• Dataset records:
[Start of section]
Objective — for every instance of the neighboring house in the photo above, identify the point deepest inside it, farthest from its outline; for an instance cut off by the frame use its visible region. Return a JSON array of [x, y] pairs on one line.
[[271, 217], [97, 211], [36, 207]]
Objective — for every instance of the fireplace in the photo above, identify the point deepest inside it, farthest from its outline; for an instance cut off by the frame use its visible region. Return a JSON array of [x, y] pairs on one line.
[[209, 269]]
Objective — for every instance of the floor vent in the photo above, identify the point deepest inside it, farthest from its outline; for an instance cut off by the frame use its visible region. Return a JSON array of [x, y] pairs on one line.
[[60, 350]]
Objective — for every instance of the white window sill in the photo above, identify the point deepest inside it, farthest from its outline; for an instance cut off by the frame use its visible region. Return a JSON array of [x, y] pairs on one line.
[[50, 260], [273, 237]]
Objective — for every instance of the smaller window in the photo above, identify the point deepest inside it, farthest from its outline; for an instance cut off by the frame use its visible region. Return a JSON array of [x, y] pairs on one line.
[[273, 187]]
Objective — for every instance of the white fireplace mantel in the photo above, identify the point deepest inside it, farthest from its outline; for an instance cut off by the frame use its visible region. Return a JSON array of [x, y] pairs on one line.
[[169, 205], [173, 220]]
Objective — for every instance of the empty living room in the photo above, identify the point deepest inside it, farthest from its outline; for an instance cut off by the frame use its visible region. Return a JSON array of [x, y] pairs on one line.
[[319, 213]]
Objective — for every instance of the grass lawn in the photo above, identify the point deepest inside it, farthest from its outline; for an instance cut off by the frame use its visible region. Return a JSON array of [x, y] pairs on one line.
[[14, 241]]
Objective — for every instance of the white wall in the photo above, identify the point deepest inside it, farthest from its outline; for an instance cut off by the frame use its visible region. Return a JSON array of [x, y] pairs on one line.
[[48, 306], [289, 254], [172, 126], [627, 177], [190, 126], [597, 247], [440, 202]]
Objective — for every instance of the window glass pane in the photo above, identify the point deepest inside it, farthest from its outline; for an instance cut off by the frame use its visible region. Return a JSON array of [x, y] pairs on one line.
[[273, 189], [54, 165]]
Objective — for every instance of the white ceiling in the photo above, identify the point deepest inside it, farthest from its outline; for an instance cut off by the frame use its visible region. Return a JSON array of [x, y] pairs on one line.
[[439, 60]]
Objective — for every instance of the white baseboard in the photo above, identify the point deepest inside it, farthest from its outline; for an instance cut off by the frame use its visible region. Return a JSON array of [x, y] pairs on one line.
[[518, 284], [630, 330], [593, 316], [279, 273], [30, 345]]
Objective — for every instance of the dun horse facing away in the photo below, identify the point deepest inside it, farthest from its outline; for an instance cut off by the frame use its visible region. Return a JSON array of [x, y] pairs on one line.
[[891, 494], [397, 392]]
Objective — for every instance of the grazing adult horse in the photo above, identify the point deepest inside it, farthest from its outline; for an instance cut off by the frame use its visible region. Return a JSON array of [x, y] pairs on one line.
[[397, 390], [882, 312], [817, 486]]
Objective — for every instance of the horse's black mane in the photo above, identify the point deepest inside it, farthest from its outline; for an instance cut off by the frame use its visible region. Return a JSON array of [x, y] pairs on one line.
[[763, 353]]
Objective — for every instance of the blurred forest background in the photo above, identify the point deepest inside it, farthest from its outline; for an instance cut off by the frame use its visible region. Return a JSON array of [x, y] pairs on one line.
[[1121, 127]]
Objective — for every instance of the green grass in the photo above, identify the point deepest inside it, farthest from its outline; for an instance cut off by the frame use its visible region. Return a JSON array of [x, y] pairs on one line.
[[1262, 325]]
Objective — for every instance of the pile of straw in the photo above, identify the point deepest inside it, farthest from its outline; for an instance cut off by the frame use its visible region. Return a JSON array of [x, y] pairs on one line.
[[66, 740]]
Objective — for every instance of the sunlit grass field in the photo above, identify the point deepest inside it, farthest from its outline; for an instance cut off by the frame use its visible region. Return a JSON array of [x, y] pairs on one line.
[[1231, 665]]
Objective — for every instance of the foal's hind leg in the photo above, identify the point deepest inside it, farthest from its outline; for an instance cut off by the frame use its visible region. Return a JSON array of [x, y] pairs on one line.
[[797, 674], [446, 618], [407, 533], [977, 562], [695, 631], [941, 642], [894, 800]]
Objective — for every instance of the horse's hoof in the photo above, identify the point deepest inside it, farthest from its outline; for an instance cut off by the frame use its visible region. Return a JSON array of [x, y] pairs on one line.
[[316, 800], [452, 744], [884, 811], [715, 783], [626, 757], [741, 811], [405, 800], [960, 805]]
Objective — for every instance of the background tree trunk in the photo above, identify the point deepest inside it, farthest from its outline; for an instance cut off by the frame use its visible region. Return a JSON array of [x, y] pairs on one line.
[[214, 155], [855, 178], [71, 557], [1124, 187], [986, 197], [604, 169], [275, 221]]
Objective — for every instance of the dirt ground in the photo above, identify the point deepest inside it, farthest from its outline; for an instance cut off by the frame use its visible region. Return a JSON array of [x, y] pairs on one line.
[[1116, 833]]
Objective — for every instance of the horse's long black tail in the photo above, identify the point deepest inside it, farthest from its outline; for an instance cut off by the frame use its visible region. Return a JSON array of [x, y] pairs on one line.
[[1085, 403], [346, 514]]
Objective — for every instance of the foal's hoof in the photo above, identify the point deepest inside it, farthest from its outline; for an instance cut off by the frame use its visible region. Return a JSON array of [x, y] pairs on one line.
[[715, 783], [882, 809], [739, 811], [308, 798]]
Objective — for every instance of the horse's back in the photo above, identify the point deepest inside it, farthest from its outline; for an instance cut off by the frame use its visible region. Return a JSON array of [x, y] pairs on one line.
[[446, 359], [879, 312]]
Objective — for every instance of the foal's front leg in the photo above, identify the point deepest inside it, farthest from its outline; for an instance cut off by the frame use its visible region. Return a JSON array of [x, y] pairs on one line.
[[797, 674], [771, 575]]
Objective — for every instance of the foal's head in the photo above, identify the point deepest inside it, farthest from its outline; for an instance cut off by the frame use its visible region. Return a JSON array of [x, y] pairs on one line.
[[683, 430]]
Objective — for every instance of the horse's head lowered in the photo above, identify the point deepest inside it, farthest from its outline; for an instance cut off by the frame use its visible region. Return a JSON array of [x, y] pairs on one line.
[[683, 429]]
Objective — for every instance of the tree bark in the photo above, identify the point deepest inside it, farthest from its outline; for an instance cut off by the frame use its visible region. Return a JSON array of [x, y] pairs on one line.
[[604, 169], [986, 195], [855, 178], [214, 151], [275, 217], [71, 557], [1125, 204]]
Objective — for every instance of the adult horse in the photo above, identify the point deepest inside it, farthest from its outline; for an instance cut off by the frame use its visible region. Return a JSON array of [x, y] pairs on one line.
[End of section]
Give back all of the entries above, unchanged in every word.

• Result for this exercise:
Objective — for every instance of the neighboring house in the photo above, identify the point deepest inside it, farthest from its outline; for an instance cut off by the frame use its visible region. Return a JSON array of [x, y] pairs on one line.
[[271, 217], [97, 211], [36, 207]]
Objective — for every instance of the fireplace in the photo above, identify the point deepest inside it, farthest from its outline; for an instance cut off by the frame use its visible region. Return a JSON array of [x, y] pairs on one line.
[[209, 269]]
Objective — for every instance of the floor vent in the photo above, identify the point deepest inside it, farthest from its outline; for an instance cut off by the frame use its visible region. Return a JSON array of [x, y] pairs on one line.
[[60, 350]]
Objective — for every instance of the white window sill in the photo above, identify the point deepest inside it, farthest from its outline; for an instance cut off by the frame use its visible region. Return a JSON array of [x, y] pairs on one line.
[[50, 260], [273, 237]]
Objective — for every instance of the smaller window in the photo above, identify the point deepest inside it, farthest from its outline; for an instance cut off by the frame use its visible region. Return a JSON array of [x, y] pairs on one line.
[[273, 187]]
Objective — for every instance of the white fireplace mantel in the photo above, identify the point deepest inside it, farthest from its outline; for an instance cut off by the frame use its visible region. Return a JSON array of [x, y] pairs on one line.
[[169, 205], [173, 220]]
Objective — for every instance of the empty living room in the photo above, identify the point deepest inside it, farthest from its outline; for an instance cut off by the frame use its visible region. Return a JSON array of [x, y] pairs on one line.
[[319, 213]]
Objective — for every instance of the grass lawn in the photo above, identify the point deepest inside it, farthest from its outline; for an instance cut off by the frame use its visible region. Return a JSON array of [x, y] pairs on one line.
[[14, 241]]
Objective — for every instance of the white wall in the photo above, identify the point deepest inside it, farthest from its outline; for an instance cut off by the frame use its visible region. Return a JSON array of [x, y] pairs on one line.
[[48, 306], [289, 254], [172, 126], [627, 177], [190, 126], [597, 247], [440, 202]]
Objective — for every instance of the window glass pane in the photo above, identify the point deepest inside it, farthest from its outline; for an instance cut off by the frame use its visible region. Return a JSON array of [x, y] pairs on one line.
[[273, 189], [54, 165]]
Objective — for every instance of the white ceiling in the photo above, identify the point deepest inside it, farthest from its outline; for an instance cut off by the frame use its visible region. Return a JSON array of [x, y] pairs on one line.
[[439, 60]]
Objective — for every instance of the white baseboard in the photo above, identify the point deepest inside it, farthest from its outline; for an instance cut off by the frame use its visible region. Return a JSON array of [x, y] pairs on one line.
[[518, 284], [630, 330], [593, 316], [279, 273], [30, 345]]
Objective — for every instance of the dun horse facing away in the photo below, identify the point deepest inside it, farthest from its outline; for an instance cut off by the frame use its visible region. Return a JSON array of [x, y] pairs on one line.
[[891, 494], [397, 392]]
Objective — for every instance of the grazing adult horse in the photo above, identify the point deepest inside it, farthest from its outline; for an instance cut off by the frame use its visible region. Return a JSON array of [x, y] pairs on one line.
[[397, 390], [882, 312], [817, 486]]
Objective — for every instance of the horse's black mane in the photo above, identify the point deepest inside it, farthest from its outline; for an instance cut off by the frame use its visible region. Return a JSON array of [x, y] pairs on one line.
[[763, 353]]
Objective — for every instance of the blurred forest background in the photo above, identify the point deepest inside it, farthest from its outline; for an instance cut off by the frame use its visible region. Return a JSON array of [x, y] pairs on one line.
[[1121, 127]]
Objective — for every instance of the green grass in the photo above, identify the point deepest inside it, farthest from its outline; for an instance cut off by the frame use its visible region. Return a JSON array of [x, y] pairs on one line.
[[1262, 325]]
Objective — for every instance of the pile of straw in the photo above, identify the point deepest inside it, farthest from its outline; for an instance cut off by the frame use its visible region. Return a JSON array of [x, y] pairs on one line.
[[66, 740]]
Objective — for every instance of the sunlit grass field in the photo above, identify the point deepest inside it, farthest from its outline; for an instance cut off by the frame use its visible region. Return a JSON array of [x, y] pairs on one line.
[[1231, 665]]
Objective — for every instance of the foal's hind leg in the photo above, identify the point deepest inside it, farthest from its outline; for an instance cut off by the frame use its visible region. Return a JSON array of [x, y] pairs on one line.
[[797, 674], [446, 618], [407, 533], [977, 562], [695, 631], [941, 642], [894, 800]]
Objective — for every instance of the horse's hoof in the photo above, identify the point deepest inside it, farthest from its outline; for an instance cut off by the frame use its visible region. Return a JSON array of [x, y] pairs on one line.
[[316, 800], [452, 744], [884, 811], [715, 783], [626, 757], [741, 811], [405, 800], [960, 805]]
Objective — for every instance of the background tree trunk in the photo above, identify the point deepest inside it, farthest from its outline; for an instance cut off by the frame use its visible region. Return a JSON array of [x, y] pairs on one line.
[[214, 155], [855, 178], [71, 557], [1124, 187], [986, 197], [604, 169], [275, 221]]
Objective — for every instance of the dirt ground in the photo above, identify the point deepest inside it, farthest from its outline; for an instance cut off by the frame use its visible region. Return a JSON array of [x, y] pairs on one line.
[[1116, 833]]
Objective — for every instance of the horse's long black tail in the photo above, identify the point deepest inside it, farthest from its outline; for an instance cut off by the frame use its visible region. Return a JSON array of [x, y] pairs on one line.
[[1085, 403], [346, 514]]
Objective — for every instance of the foal's hoof in the photo above, identify the point deepest inside it, farthest from its outline; for an instance cut off by the frame use its visible region. Return a JSON array of [x, y] pairs on one line.
[[715, 783], [882, 809], [739, 811], [308, 798]]
Objective — for every instance of the horse's back in the photo above, identify the point deepest inside it, farthest from its outline; for an instance cut off by the frame use its visible region. Return a JSON array of [x, y] pairs on one line.
[[446, 359], [879, 312]]
Objective — for every instance of the foal's front leg in the photo above, identify the point deepest inside it, farthest from its outline; for an instance cut off by the frame use its visible region. Return a JSON array of [x, y] pairs on one line.
[[797, 674], [771, 575]]
Objective — for every instance of the foal's head in the photo above, identify the point deepest inside it, farthest from its outline; for an instance cut off by the frame use its visible region. Return a JSON array of [x, y] pairs on one line.
[[683, 430]]
Objective — for every instance of the horse's head lowered in the photo above, identify the point deepest inside it, farthest from its outline; for an instance cut off by the frame use its visible region. Return a JSON array of [x, y] pairs on one line.
[[683, 429]]
Objective — for every instance of the tree bark in the photo above, identify the point deepest inside it, farthest from its outline; for an instance cut off by the frame use its visible region. Return a JSON array of [x, y] pairs on one line.
[[604, 169], [986, 195], [855, 178], [214, 151], [275, 217], [71, 557], [1125, 204]]
Objective — for every instance of the adult horse in the photo above, identify the point deepest inside it, farthest from its outline; for an instance cut off by the frame use its visible region. Return a JSON array of [x, y] pairs on one line.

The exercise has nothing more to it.